Work to complete: Reproduce the entries in full and exactly. Pictures stay out.

____ Recorded information

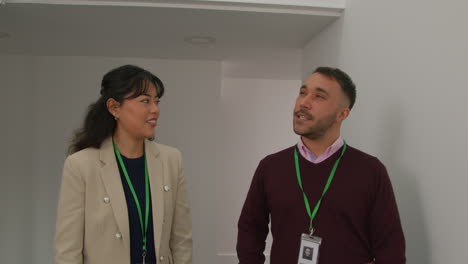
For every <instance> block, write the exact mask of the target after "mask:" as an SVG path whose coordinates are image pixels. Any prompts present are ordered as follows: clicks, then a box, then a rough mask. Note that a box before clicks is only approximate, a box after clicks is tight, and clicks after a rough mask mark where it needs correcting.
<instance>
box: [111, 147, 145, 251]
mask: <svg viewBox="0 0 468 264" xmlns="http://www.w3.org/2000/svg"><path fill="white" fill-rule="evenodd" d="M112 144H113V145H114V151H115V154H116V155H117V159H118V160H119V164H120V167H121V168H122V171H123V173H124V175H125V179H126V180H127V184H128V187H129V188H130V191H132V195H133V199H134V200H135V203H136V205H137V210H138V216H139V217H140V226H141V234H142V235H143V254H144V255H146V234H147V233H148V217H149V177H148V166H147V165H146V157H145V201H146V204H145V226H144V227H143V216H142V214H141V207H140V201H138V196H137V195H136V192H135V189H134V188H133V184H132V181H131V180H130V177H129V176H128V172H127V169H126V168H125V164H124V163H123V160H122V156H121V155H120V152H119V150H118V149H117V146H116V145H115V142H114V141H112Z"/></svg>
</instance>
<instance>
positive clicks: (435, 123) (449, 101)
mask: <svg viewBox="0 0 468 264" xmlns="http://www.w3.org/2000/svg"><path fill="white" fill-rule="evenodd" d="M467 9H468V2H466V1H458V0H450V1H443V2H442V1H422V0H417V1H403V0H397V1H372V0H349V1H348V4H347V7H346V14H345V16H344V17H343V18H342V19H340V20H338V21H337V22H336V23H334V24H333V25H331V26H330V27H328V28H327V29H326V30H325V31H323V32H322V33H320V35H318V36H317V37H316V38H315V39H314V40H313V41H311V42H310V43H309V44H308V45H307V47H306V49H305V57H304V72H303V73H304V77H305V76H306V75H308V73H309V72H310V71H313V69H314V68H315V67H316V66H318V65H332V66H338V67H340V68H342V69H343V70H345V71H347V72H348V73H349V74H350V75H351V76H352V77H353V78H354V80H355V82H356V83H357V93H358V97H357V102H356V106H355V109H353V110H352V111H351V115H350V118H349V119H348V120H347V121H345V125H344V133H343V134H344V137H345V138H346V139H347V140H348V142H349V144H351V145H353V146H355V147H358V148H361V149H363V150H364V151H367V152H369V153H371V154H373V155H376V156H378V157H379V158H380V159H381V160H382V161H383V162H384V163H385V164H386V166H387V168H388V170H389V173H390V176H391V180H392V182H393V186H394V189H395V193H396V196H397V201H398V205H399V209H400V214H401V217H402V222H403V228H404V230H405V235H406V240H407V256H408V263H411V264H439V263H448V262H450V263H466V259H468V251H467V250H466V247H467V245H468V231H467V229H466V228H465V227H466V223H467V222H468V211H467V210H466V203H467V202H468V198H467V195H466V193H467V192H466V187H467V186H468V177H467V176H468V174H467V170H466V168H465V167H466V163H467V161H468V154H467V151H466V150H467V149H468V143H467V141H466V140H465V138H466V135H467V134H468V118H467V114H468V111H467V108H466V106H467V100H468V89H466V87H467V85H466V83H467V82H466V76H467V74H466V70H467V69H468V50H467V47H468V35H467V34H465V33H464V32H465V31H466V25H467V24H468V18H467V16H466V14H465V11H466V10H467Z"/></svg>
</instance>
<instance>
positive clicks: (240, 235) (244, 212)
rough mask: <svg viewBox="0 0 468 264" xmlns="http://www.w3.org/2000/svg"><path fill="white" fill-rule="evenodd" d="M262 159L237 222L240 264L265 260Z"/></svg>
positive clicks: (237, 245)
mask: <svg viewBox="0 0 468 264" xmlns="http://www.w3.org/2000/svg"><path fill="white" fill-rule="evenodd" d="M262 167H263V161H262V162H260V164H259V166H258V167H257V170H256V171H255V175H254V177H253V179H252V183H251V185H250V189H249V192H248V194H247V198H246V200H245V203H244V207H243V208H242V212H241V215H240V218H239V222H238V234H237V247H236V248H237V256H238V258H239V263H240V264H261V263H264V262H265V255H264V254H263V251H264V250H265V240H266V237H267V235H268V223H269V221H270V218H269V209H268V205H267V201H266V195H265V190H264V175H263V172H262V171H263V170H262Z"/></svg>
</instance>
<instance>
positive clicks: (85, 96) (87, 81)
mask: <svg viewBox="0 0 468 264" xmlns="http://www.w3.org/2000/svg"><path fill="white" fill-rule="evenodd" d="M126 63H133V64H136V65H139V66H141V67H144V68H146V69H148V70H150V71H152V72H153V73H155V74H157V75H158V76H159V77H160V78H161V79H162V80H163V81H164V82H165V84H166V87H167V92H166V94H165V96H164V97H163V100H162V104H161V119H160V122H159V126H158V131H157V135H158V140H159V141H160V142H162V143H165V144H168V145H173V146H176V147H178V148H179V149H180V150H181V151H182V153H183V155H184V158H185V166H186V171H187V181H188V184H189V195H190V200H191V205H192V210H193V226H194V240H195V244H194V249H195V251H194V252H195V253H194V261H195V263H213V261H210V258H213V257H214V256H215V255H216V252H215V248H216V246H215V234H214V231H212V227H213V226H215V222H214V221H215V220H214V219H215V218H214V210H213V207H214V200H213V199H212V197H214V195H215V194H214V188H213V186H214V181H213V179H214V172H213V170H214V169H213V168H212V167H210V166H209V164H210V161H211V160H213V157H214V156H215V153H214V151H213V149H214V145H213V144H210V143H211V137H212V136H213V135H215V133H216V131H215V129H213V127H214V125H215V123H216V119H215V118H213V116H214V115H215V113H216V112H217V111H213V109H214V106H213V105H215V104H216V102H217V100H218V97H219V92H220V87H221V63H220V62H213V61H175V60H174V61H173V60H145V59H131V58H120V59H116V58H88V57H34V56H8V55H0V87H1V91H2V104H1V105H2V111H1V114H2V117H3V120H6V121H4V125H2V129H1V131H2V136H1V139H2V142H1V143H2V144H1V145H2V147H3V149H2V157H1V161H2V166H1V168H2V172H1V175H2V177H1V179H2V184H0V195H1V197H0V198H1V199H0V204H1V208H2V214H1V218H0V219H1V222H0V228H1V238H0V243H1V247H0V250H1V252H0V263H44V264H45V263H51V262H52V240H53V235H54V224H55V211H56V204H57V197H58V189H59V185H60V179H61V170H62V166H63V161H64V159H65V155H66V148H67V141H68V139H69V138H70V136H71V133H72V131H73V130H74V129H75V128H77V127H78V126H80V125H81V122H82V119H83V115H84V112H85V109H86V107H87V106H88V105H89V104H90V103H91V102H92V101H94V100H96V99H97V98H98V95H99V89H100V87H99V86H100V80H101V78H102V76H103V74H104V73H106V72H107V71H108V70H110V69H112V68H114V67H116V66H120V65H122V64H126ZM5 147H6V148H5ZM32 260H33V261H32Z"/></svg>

________

Expected answer:
For every <instance> block, write the exact mask of the target after "mask:" as an SVG path whose coordinates are image pixels. Any prompts present are ordered as follows: clicks, then a box, then a rough mask. Note that a box before clicks is only approximate, a box after clicks is tight, and clicks after a rough mask mark where it needs correcting.
<instance>
box: [111, 147, 145, 251]
mask: <svg viewBox="0 0 468 264" xmlns="http://www.w3.org/2000/svg"><path fill="white" fill-rule="evenodd" d="M112 144H113V145H114V151H115V154H116V155H117V159H118V160H119V164H120V167H121V168H122V171H123V173H124V175H125V179H126V180H127V184H128V187H129V188H130V191H132V195H133V199H134V200H135V203H136V205H137V210H138V216H139V217H140V226H141V234H142V235H143V254H144V255H146V234H147V233H148V217H149V177H148V166H147V165H146V157H145V201H146V204H145V226H144V227H143V216H142V214H141V207H140V201H138V196H137V195H136V192H135V189H134V188H133V184H132V181H131V180H130V177H129V176H128V172H127V169H126V168H125V164H124V163H123V160H122V156H121V155H120V152H119V150H118V149H117V146H116V145H115V142H114V141H112Z"/></svg>
</instance>
<instance>
positive clicks: (435, 123) (449, 101)
mask: <svg viewBox="0 0 468 264" xmlns="http://www.w3.org/2000/svg"><path fill="white" fill-rule="evenodd" d="M467 9H468V2H466V1H458V0H450V1H443V2H442V1H422V0H417V1H403V0H397V1H372V0H349V1H348V4H347V7H346V14H345V16H344V17H343V18H342V19H340V20H338V21H337V22H336V23H334V24H333V25H331V26H330V27H328V28H327V29H326V30H325V31H323V32H322V33H320V35H318V36H317V37H316V38H315V39H314V40H313V41H311V42H310V43H309V44H308V45H307V47H306V49H305V57H304V72H303V73H304V77H305V76H306V75H308V73H309V72H310V71H313V69H314V68H315V67H316V66H318V65H332V66H338V67H340V68H342V69H343V70H345V71H347V72H348V73H349V74H350V75H351V76H352V77H353V78H354V80H355V82H356V83H357V93H358V97H357V102H356V106H355V109H353V110H352V111H351V115H350V118H349V119H348V120H347V121H345V125H344V133H343V134H344V137H345V138H346V139H347V140H348V142H349V144H351V145H353V146H355V147H358V148H361V149H363V150H364V151H367V152H369V153H371V154H373V155H376V156H378V157H379V158H380V159H381V160H382V161H383V162H384V163H385V164H386V166H387V168H388V170H389V173H390V176H391V180H392V182H393V186H394V189H395V193H396V196H397V201H398V205H399V209H400V214H401V217H402V222H403V228H404V230H405V235H406V240H407V256H408V263H411V264H439V263H448V262H450V263H466V259H468V251H467V250H466V247H467V245H468V231H467V229H466V228H465V227H466V223H467V222H468V211H467V210H466V203H467V202H468V198H467V195H466V193H467V192H466V187H467V186H468V177H467V176H468V174H467V170H466V168H465V167H466V163H467V161H468V154H467V151H466V150H467V149H468V143H467V141H466V140H465V138H466V135H467V134H468V118H467V114H468V111H467V108H466V106H467V100H468V89H466V87H467V85H466V83H467V82H466V76H467V74H466V70H467V69H468V50H467V47H468V35H467V34H465V33H464V32H465V31H466V25H467V24H468V18H467V16H466V14H465V11H466V10H467Z"/></svg>
</instance>
<instance>
positive clicks: (240, 235) (244, 212)
rough mask: <svg viewBox="0 0 468 264" xmlns="http://www.w3.org/2000/svg"><path fill="white" fill-rule="evenodd" d="M262 159L237 222L240 264L265 260Z"/></svg>
positive clicks: (237, 245)
mask: <svg viewBox="0 0 468 264" xmlns="http://www.w3.org/2000/svg"><path fill="white" fill-rule="evenodd" d="M262 167H263V161H262V162H260V164H259V166H258V167H257V170H256V171H255V175H254V177H253V179H252V183H251V185H250V189H249V192H248V194H247V198H246V200H245V203H244V207H243V208H242V212H241V215H240V218H239V222H238V234H237V247H236V248H237V256H238V258H239V263H240V264H261V263H264V262H265V255H264V254H263V251H264V250H265V240H266V237H267V235H268V223H269V221H270V218H269V209H268V205H267V201H266V195H265V190H264V175H263V172H262V171H263V170H262Z"/></svg>
</instance>
<instance>
positive clicks: (85, 96) (87, 81)
mask: <svg viewBox="0 0 468 264" xmlns="http://www.w3.org/2000/svg"><path fill="white" fill-rule="evenodd" d="M126 63H133V64H136V65H139V66H141V67H144V68H146V69H148V70H150V71H152V72H153V73H155V74H157V75H158V76H159V77H160V78H161V79H162V80H163V81H164V82H165V84H166V87H167V92H166V94H165V96H164V97H163V100H162V104H161V119H160V122H159V126H158V131H157V135H158V140H159V141H160V142H162V143H165V144H168V145H173V146H176V147H178V148H179V149H180V150H181V151H182V153H183V155H184V158H185V166H186V171H187V181H188V184H189V195H190V200H191V205H192V210H193V226H194V240H195V244H194V249H195V251H194V252H195V253H194V261H195V263H213V261H210V258H213V257H214V256H215V255H216V252H215V248H216V246H215V234H214V231H212V227H213V226H215V222H214V221H215V220H214V219H215V218H214V210H213V207H214V200H213V199H212V197H214V195H215V194H214V188H213V186H214V181H213V179H214V172H213V170H214V169H213V168H212V167H210V166H209V164H210V161H211V160H213V157H214V156H215V153H214V151H213V149H214V145H213V144H210V143H211V137H212V136H213V135H215V133H216V131H215V129H213V127H214V125H215V123H216V119H215V118H213V116H214V115H215V113H216V112H217V111H213V109H214V106H213V105H215V104H216V102H217V100H218V97H219V92H220V87H221V63H220V62H213V61H175V60H174V61H173V60H145V59H131V58H120V59H116V58H88V57H34V56H8V55H0V87H1V91H2V104H1V105H2V111H1V114H2V117H3V120H6V121H4V125H2V129H1V131H2V136H1V139H2V142H1V143H2V144H1V145H2V147H3V149H2V157H1V161H2V166H1V168H2V172H1V175H2V177H1V179H2V184H0V195H1V197H0V198H1V199H0V204H1V208H2V214H1V218H0V219H1V222H0V228H1V238H0V243H1V247H0V250H1V252H0V263H44V264H45V263H51V262H52V240H53V235H54V224H55V211H56V204H57V197H58V189H59V185H60V179H61V170H62V166H63V161H64V159H65V155H66V148H67V141H68V139H69V138H70V136H71V133H72V131H73V130H74V129H75V128H77V127H78V126H80V125H81V122H82V119H83V115H84V112H85V109H86V107H87V106H88V105H89V104H90V103H91V102H92V101H94V100H96V99H97V98H98V95H99V89H100V87H99V86H100V80H101V78H102V76H103V74H104V73H106V72H107V71H108V70H110V69H112V68H114V67H116V66H120V65H122V64H126ZM5 147H6V148H5ZM32 260H33V261H32Z"/></svg>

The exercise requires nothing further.